What the exercise asks: Copy each entry below exactly as it appears.

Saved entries
• • • • • • •
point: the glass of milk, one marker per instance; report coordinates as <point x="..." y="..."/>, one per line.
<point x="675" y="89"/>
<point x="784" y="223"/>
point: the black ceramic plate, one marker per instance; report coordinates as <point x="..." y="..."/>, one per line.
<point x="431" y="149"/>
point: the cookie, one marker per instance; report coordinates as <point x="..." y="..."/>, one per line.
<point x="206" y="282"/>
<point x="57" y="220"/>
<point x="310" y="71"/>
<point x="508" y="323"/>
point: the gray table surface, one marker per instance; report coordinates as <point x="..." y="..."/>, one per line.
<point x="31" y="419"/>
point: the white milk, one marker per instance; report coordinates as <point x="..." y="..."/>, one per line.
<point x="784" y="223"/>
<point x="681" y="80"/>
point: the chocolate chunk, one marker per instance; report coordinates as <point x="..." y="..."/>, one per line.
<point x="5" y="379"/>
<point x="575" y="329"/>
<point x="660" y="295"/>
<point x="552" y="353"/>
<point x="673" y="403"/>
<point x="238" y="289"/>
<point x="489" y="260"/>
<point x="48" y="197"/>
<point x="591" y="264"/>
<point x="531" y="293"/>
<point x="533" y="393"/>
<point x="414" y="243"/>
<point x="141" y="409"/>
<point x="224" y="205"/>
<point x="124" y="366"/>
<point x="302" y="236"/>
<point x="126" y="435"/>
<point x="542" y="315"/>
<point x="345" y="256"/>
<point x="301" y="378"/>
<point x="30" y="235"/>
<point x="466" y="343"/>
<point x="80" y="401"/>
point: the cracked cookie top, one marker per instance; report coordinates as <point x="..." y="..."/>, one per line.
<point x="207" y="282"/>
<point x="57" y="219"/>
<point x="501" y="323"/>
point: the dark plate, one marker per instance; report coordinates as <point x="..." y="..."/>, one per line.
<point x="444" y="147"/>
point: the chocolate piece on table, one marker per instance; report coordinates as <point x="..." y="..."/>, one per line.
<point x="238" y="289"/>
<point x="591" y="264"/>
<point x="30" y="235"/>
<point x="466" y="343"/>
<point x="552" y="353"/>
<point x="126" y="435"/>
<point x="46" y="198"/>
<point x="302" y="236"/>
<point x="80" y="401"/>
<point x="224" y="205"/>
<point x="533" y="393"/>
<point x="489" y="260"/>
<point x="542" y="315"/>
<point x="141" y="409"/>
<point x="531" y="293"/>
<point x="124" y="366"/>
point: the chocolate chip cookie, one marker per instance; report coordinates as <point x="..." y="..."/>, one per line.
• • • • • • •
Solution:
point: the glass of milk, one marker per instance; report coordinates as <point x="..." y="..."/>, one per line.
<point x="675" y="89"/>
<point x="784" y="223"/>
point: the black ceramic plate, one marker per instance; report coordinates as <point x="..." y="..."/>, one per line.
<point x="431" y="149"/>
point: the cookie, one marker per instance; report coordinates as <point x="..." y="..."/>, one per line.
<point x="206" y="282"/>
<point x="57" y="220"/>
<point x="310" y="71"/>
<point x="508" y="323"/>
point: the gray table surface, one marker per instance; report coordinates as <point x="..." y="..."/>, one per line.
<point x="31" y="419"/>
point: the white milk, one marker per instance; report coordinates as <point x="..." y="..."/>, one per line.
<point x="784" y="223"/>
<point x="681" y="80"/>
point: the chocolate chunk, one marker per instance; report coordinates as <point x="..." y="..."/>, one per line.
<point x="5" y="379"/>
<point x="575" y="329"/>
<point x="660" y="295"/>
<point x="552" y="353"/>
<point x="673" y="403"/>
<point x="238" y="289"/>
<point x="489" y="260"/>
<point x="48" y="197"/>
<point x="591" y="264"/>
<point x="531" y="293"/>
<point x="533" y="393"/>
<point x="414" y="243"/>
<point x="141" y="409"/>
<point x="224" y="205"/>
<point x="124" y="366"/>
<point x="302" y="236"/>
<point x="126" y="435"/>
<point x="542" y="315"/>
<point x="345" y="256"/>
<point x="301" y="378"/>
<point x="30" y="235"/>
<point x="466" y="343"/>
<point x="80" y="401"/>
point: the cracked cookie top, one marker per instance; report coordinates as <point x="..." y="..."/>, one per line.
<point x="207" y="282"/>
<point x="57" y="219"/>
<point x="501" y="323"/>
point: the dark plate, one marker per instance; report coordinates as <point x="..." y="..."/>, one per line.
<point x="444" y="147"/>
point: the chocolate piece on table, one marker per instance; report coordinates as <point x="..." y="..."/>, one per line.
<point x="238" y="289"/>
<point x="591" y="264"/>
<point x="30" y="235"/>
<point x="466" y="343"/>
<point x="552" y="353"/>
<point x="126" y="435"/>
<point x="46" y="198"/>
<point x="302" y="236"/>
<point x="80" y="401"/>
<point x="224" y="205"/>
<point x="533" y="393"/>
<point x="489" y="260"/>
<point x="542" y="315"/>
<point x="141" y="409"/>
<point x="531" y="293"/>
<point x="124" y="366"/>
point: the chocolate chip cookie, one marker per instance; report coordinates as <point x="..." y="..."/>, one per line.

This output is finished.